Hafiften yorulmaya yüz tutmuşken daha suriçinin en eski kapısı Mardinkapı'ya varmadan evvel size eskilerin "Abasın Parkı" dediği mekân el eder. Hele bir çay iç, soluklan, sonra gidersin menziline ey yolcu der hâlâ park.
Bir zamanlar şehir suriçi ile soluk alıp verirken ve sade "ora" ile teşne iken "Abasın Parkı" namı ile müsemma mekân bilumum Diyarbekir kadiri sayılırlarının mekânı imiş. Öyle anlatır(dı) eskiler. "Büyüklerimize saygıdan, akşam evde nereden geldiğimizin hesabını vereceğimizi bildiğimizden 'Abasın Parkı'nın yakınına geldiğimizde oraya yakın ara sokaklardan birine sapar, yolumuzu uzatır öyle giderdik eve" diye anlata dururlar yaşadıkları devru devranları şehrin eski sakinleri.

__Veri kayıtları__:

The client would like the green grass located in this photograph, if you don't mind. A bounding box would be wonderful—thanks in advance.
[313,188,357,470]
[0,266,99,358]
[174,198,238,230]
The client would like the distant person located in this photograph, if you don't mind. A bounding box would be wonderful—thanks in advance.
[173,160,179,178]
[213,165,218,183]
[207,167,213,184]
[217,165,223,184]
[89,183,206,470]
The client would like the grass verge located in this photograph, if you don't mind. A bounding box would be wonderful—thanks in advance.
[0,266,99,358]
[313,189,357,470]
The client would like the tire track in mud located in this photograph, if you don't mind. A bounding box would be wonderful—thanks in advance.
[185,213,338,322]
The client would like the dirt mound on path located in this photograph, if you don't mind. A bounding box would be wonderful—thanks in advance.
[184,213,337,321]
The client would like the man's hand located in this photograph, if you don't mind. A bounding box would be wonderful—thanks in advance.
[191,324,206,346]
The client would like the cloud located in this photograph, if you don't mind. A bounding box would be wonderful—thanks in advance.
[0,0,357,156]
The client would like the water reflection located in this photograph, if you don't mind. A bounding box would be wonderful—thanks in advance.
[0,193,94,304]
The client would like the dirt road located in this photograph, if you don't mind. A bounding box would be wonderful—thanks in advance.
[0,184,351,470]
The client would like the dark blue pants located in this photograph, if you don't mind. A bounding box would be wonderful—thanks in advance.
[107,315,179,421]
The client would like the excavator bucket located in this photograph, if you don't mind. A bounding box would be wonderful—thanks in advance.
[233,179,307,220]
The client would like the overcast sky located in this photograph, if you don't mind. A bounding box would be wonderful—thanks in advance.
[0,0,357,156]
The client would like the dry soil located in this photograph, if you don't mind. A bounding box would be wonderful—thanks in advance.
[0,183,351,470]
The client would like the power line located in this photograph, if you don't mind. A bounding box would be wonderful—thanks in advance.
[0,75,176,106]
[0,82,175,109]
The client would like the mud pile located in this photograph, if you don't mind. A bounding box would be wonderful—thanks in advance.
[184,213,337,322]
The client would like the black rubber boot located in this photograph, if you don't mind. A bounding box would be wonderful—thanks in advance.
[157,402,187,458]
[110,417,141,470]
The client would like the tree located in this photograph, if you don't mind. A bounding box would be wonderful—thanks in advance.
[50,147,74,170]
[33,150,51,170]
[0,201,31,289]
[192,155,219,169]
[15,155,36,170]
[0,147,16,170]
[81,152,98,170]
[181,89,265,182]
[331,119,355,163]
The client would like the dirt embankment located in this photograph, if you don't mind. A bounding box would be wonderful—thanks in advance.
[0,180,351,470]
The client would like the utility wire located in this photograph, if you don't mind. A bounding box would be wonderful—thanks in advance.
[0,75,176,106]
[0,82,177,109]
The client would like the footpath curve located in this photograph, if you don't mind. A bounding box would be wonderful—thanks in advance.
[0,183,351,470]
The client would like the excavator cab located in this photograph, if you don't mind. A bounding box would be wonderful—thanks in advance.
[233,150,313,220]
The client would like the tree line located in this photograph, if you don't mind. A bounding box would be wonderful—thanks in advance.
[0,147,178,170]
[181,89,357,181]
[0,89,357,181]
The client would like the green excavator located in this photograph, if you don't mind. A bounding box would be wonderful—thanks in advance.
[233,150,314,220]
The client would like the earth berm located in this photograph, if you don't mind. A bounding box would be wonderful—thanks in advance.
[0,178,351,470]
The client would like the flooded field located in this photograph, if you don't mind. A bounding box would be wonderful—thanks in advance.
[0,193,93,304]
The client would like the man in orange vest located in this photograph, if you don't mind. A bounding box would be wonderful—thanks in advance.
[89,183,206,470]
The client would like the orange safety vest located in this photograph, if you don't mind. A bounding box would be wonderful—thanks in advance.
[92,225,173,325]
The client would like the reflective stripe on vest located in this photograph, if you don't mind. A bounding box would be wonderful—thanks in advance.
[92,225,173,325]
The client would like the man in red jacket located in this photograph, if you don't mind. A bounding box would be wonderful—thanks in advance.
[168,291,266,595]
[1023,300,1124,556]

==

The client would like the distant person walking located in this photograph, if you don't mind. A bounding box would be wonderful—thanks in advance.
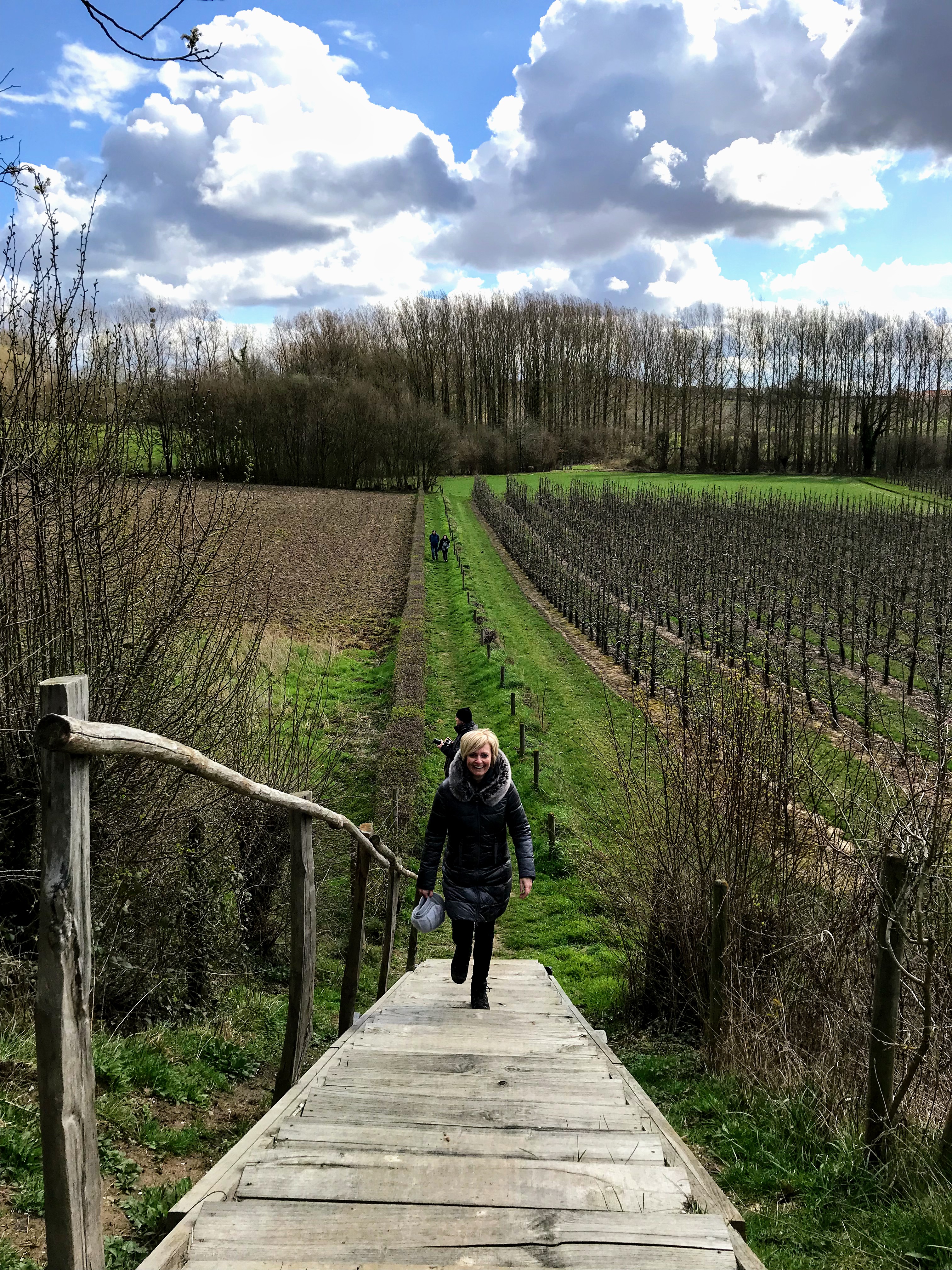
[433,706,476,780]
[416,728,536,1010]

...

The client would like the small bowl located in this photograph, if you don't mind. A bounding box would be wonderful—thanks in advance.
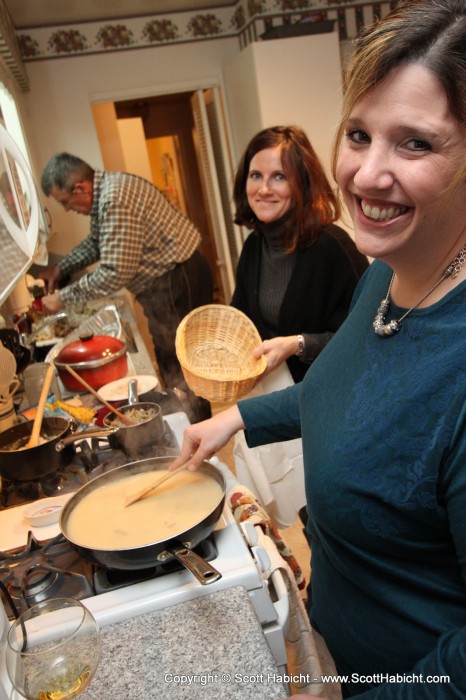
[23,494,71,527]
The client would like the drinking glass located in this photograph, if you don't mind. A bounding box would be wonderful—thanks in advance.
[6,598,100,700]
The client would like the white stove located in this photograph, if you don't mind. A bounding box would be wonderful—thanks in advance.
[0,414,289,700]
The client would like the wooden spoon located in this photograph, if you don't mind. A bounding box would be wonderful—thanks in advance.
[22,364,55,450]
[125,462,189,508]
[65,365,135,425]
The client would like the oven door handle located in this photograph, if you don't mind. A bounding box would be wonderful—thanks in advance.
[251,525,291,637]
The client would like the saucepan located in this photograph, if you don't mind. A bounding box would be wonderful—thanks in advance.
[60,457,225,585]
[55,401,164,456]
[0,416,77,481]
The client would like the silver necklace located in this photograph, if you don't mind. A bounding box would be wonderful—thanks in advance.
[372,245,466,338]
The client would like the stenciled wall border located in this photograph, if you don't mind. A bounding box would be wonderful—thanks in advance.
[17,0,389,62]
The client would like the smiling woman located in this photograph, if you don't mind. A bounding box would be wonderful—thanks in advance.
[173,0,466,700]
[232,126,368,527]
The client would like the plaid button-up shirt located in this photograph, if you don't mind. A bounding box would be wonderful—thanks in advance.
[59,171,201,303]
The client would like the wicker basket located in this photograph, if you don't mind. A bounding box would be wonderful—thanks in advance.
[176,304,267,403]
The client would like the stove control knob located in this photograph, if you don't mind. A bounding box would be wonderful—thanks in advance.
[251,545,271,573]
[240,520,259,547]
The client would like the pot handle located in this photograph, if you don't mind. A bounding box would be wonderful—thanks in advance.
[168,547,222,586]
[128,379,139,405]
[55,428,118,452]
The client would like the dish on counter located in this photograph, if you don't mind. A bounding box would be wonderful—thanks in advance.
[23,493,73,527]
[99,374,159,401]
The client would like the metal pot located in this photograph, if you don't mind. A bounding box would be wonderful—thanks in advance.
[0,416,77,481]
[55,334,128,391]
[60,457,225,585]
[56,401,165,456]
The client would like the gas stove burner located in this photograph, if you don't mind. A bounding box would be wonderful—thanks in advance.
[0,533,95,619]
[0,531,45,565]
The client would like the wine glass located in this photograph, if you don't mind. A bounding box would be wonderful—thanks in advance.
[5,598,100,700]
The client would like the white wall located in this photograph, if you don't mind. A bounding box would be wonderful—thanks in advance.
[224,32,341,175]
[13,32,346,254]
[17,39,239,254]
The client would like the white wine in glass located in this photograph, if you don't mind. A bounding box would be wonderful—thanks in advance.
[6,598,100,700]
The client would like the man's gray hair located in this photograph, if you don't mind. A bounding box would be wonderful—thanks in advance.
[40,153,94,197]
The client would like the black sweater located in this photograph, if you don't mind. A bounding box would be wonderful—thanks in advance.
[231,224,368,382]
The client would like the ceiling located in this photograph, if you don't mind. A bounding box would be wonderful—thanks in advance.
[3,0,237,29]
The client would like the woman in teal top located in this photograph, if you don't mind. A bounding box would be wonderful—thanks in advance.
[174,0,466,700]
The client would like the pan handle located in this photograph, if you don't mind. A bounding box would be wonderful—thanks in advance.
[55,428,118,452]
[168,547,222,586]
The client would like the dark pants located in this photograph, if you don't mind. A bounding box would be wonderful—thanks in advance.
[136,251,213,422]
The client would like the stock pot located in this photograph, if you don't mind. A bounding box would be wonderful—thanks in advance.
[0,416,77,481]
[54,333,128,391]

__Yapılacaklar__:
#1 Abasın Parkı hakkındaki metne göre park, suriçinin en eski kapısı olan hangi kapıya varmadan önce yolcuya el eder?
#2 Abasın Parkı hakkındaki metnin devamını yazın.

__Cevaplar__:
#1 Mardinkapı

#2
İşte hemen o ünlü Mardinkapısına varmadan bir menzil evvel Abasın Parkının tam karşısına denk düşen yolun solundaki sokağa sapıp, önce sağa, sonra da sola kıvrıldınız mı karşınıza Şair Sırri Hanım Sokak çıkar. Şimdilerde o sokağın gelinlik kız gibi en albenili sakinidir "Davut Ökütçü Çocuk Kütüphanesi".
Kütüphane, sanki sokağın 150 yıl önceki sakini şair Sırri Hanım'dan ilham almıştır da kimselerin haberi yoktur. Kütüphanenin konuğu olduğu sokağa ad olan şairden, şairin de ona nazire yapan kütüphaneden, hatta her ikisini de belki yeni tanıyacak olan sokağın ve şehrin şimdiki sakinlerinden bihaber olmaları şaşırtıcı olmamalı. Onları birbirlerine tanıştıracak bir sebep de, hepsi birbiriyle yeniden tanış olsun diyedir hemşehrilerin.
Demiş ya Şair Sırri Hanım;
Baharın Ruz-i-Nevrûzun duyup şâd olsa hep güller
Derüp geysûların tebrîke gelse bağa sümbüller
Bu demler her taraftan nağmesâz oldukça bülbüller
Dil-i pür-derdimi gûş etse bülbül, ney gibi inler.
Belki de bu hemşehri şairin yıllar öncesinden seslenen duygularıyla Güneydoğu Anadolu Belediyeler Birliği "Bir Belde Var Uzakta" seslenişiyle çağrı yapmış cümle aleme.
Kimileri, duyarlı kimileri bu çağrıya olumlu yanıt vermiş. Türk Eğitim Vakfı (TEV) yönetim kurulu üyeleri olan Diyarbakırlı Davut Ökütçü'nün çağrısına 'olur' demiş.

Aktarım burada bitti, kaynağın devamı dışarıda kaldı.